Segment Start: DATA FOR THIS EXERCISE

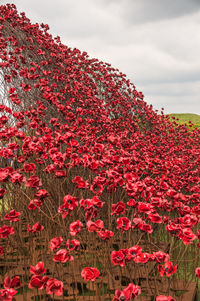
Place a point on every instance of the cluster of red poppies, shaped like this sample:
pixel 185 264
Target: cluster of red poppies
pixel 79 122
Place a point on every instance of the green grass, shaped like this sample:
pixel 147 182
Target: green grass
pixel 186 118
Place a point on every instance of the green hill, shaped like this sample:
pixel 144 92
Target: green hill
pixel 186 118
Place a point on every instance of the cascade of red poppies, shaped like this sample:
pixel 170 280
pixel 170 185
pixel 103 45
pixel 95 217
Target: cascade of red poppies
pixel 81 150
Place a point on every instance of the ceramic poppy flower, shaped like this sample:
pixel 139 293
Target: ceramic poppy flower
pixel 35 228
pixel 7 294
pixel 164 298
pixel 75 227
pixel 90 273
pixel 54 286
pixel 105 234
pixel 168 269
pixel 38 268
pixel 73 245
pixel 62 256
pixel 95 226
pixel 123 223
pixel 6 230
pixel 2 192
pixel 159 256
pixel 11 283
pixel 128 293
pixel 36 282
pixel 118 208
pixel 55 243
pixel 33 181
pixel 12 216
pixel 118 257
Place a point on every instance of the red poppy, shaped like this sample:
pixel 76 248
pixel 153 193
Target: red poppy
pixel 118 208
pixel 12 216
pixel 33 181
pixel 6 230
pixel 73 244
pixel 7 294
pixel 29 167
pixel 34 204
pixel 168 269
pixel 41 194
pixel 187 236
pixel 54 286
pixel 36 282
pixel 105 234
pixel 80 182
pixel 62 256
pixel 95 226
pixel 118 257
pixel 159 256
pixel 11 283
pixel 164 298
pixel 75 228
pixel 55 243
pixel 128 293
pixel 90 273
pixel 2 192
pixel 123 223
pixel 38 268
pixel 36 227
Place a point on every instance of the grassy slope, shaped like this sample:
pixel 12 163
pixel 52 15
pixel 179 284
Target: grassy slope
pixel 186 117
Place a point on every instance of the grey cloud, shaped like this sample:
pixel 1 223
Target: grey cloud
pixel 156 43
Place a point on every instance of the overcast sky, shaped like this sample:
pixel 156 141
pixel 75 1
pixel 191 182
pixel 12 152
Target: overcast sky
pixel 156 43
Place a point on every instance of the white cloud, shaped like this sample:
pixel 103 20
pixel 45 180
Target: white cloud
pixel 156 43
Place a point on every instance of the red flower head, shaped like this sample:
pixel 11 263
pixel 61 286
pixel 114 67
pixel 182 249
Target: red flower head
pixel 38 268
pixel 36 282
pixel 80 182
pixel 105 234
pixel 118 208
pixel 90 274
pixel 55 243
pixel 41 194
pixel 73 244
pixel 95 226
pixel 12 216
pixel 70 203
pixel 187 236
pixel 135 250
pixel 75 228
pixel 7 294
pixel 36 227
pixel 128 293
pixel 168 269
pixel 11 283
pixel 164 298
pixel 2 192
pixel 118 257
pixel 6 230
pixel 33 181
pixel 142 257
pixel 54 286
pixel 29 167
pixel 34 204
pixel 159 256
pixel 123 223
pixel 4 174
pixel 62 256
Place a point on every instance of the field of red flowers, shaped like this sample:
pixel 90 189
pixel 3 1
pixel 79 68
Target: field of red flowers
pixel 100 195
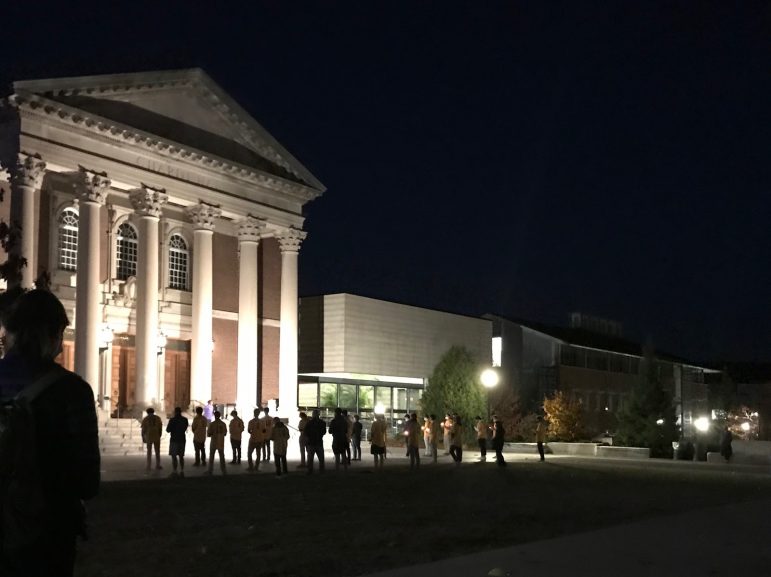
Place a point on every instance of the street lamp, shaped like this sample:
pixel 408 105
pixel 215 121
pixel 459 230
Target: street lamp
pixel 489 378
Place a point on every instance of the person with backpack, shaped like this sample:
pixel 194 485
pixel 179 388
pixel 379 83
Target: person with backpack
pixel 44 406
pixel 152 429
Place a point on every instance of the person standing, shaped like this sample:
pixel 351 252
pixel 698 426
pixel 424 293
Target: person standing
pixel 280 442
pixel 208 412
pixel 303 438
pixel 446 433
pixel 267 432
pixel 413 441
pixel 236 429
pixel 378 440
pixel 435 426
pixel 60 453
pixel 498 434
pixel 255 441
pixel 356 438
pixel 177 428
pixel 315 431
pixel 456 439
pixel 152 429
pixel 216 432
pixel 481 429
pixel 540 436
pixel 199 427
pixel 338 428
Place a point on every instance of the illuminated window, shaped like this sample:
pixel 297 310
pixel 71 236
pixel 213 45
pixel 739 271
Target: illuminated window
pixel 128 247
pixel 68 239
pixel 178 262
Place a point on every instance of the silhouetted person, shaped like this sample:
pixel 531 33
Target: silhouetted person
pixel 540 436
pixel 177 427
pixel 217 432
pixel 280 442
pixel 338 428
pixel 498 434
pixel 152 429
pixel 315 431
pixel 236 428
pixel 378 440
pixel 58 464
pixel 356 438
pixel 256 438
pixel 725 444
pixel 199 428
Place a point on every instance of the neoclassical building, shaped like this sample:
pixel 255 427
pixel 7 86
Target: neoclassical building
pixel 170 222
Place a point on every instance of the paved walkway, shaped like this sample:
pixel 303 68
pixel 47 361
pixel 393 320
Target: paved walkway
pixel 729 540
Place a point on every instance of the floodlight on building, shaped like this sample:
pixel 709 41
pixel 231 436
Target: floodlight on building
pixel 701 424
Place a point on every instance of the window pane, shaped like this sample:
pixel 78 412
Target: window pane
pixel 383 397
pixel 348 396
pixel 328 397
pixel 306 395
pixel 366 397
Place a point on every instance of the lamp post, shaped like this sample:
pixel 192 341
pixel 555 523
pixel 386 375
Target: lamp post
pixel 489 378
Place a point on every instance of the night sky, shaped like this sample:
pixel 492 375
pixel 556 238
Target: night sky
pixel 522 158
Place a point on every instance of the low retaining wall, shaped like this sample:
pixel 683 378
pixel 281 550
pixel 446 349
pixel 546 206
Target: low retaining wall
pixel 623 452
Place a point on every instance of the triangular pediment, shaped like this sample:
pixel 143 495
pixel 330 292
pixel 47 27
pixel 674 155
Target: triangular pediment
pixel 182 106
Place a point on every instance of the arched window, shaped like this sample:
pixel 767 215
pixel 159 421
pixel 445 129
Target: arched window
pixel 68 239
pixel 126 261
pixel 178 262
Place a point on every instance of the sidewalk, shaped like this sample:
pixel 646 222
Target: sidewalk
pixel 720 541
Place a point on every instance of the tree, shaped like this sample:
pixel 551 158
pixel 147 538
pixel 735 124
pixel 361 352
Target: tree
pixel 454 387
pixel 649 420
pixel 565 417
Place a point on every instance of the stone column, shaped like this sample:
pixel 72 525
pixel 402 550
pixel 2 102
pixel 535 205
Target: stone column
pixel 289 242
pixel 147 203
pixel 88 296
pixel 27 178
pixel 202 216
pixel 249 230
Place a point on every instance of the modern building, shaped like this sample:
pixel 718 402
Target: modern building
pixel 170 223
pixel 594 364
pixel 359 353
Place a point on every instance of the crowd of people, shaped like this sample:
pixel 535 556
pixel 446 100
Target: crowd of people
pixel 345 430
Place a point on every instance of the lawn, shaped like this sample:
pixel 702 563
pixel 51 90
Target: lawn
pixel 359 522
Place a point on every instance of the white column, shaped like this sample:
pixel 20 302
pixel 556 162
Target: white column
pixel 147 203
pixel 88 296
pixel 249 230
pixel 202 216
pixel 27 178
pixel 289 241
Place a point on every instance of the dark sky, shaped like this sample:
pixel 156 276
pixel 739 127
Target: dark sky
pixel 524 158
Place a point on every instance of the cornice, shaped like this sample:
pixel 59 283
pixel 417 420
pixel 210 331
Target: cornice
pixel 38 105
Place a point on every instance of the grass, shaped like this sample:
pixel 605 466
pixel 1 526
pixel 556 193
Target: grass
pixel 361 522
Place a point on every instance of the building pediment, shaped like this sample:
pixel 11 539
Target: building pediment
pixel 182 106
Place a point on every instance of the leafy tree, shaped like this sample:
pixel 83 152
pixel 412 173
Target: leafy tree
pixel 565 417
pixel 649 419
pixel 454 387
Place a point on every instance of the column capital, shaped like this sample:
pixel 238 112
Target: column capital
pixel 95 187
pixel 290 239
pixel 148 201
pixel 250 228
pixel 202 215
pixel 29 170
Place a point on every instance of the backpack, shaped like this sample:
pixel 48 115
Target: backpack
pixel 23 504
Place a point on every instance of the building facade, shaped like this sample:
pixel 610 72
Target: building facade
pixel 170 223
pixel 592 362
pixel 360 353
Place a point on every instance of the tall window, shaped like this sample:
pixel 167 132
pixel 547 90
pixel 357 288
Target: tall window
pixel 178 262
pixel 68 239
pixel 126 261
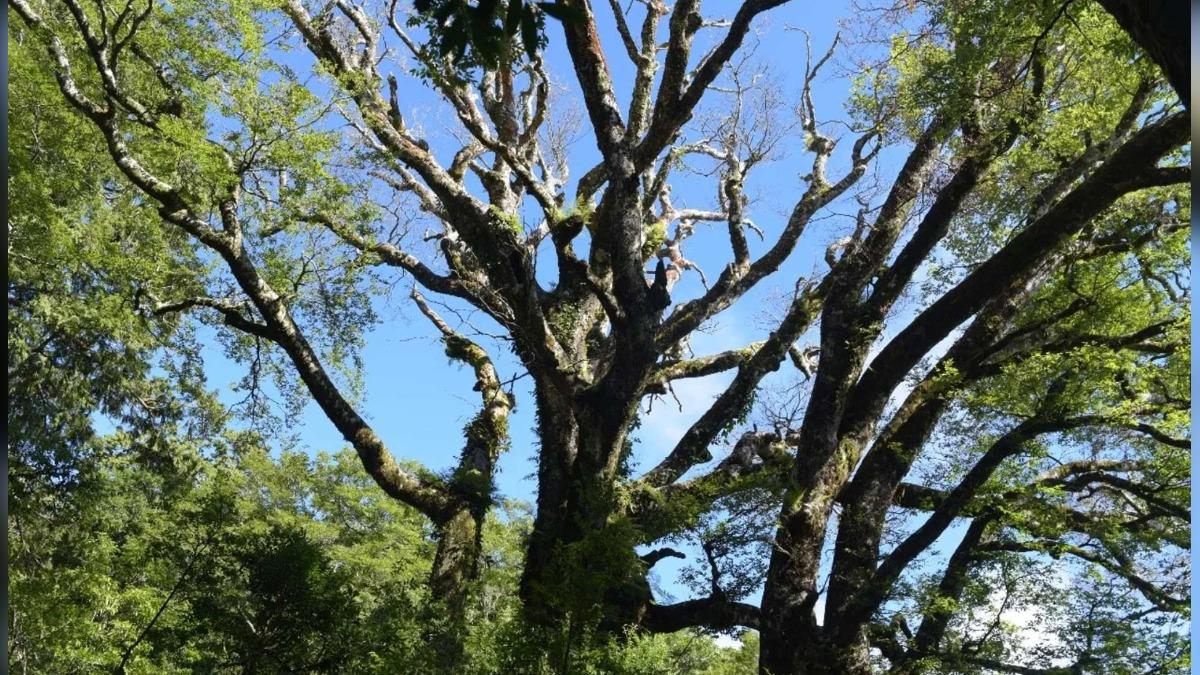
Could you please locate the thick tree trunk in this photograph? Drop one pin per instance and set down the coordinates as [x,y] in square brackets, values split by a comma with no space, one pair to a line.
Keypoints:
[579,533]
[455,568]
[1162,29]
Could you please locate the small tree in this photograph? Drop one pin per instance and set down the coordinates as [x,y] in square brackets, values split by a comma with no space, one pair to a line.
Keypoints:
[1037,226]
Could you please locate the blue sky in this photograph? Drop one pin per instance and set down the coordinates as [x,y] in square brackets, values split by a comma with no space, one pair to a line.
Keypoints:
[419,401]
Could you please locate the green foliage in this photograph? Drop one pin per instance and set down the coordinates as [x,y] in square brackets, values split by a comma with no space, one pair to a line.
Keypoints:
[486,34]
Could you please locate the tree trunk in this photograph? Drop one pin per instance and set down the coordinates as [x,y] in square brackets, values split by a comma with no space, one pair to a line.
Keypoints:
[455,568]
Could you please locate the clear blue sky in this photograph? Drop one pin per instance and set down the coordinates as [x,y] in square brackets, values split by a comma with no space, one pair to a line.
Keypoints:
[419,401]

Segment End: DATA FOR THIS EXERCISE
Segment Start: DATA FOR THIS EXERCISE

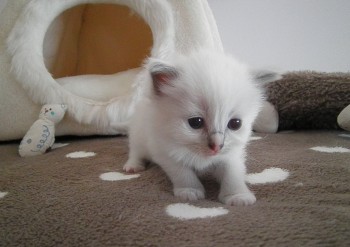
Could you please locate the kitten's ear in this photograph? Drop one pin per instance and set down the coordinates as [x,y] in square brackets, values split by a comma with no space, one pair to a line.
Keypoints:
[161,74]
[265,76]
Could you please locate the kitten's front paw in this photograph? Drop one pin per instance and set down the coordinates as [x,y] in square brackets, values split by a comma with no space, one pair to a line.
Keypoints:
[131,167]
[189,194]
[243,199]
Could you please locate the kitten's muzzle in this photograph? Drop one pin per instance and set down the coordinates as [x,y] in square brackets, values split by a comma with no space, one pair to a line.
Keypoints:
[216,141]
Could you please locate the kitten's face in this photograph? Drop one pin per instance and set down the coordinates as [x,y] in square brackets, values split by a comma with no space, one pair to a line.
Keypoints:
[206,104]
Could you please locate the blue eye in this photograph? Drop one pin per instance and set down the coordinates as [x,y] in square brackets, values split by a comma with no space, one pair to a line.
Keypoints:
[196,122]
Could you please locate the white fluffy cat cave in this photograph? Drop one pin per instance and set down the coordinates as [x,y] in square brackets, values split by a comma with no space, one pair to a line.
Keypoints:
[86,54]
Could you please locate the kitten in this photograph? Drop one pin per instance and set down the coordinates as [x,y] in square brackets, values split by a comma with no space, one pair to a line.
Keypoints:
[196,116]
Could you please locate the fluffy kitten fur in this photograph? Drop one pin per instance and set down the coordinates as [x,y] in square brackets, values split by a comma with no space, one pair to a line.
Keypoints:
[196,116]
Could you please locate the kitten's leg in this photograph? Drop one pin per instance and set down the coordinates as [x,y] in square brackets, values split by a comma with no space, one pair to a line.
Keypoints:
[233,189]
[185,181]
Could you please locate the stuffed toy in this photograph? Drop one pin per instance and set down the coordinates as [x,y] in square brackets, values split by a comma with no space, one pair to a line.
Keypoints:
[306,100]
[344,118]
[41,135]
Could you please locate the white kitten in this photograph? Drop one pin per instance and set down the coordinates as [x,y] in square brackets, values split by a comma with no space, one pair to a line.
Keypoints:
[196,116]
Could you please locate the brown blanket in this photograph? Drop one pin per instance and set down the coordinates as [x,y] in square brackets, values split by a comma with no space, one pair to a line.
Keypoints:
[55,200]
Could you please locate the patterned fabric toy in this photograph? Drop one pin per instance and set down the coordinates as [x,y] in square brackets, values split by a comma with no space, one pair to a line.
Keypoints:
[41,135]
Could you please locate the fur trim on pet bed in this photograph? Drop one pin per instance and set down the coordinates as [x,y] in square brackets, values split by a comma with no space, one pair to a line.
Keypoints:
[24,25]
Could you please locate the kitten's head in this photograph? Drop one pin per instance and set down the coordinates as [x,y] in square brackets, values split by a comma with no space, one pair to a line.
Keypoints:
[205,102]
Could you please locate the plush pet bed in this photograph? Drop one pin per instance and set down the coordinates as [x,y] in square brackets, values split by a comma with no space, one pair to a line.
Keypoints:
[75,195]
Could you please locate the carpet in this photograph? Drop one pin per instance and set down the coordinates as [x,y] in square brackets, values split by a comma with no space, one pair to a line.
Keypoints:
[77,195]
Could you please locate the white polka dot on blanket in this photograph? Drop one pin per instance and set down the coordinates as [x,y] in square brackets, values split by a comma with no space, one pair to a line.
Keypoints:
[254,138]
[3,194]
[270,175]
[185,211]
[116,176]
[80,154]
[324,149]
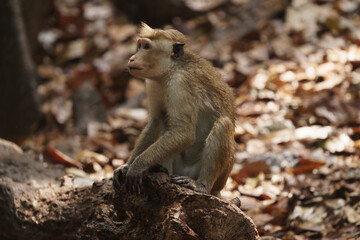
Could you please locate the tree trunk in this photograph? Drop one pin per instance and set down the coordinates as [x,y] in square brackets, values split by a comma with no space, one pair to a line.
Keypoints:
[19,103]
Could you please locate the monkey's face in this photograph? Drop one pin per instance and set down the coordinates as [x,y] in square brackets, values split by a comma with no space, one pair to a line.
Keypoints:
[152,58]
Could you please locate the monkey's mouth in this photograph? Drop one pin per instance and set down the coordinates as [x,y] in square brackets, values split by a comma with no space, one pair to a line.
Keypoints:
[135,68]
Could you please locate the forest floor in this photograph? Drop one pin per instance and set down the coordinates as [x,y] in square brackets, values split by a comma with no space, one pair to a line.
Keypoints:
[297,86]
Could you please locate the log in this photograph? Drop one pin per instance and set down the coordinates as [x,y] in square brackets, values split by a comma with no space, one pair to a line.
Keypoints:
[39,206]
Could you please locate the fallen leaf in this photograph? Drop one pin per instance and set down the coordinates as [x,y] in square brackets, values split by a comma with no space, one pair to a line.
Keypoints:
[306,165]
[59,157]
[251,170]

Segment End: DATA FOR THIS EXERCISE

Please return every line of the records that contains the word "blanket".

» THE ANSWER:
Could you please locate the brown blanket in this photograph? Drop one pin per instance and set down the coordinates as [x,y] in square brackets, values split by a comma with no space, one pair to a line.
Could you please locate the white polka dot on blanket in this photograph? Drop one pin per instance and set down the coordinates as [x,y] in square brackets, values split by a comma with no space, one pair to a line.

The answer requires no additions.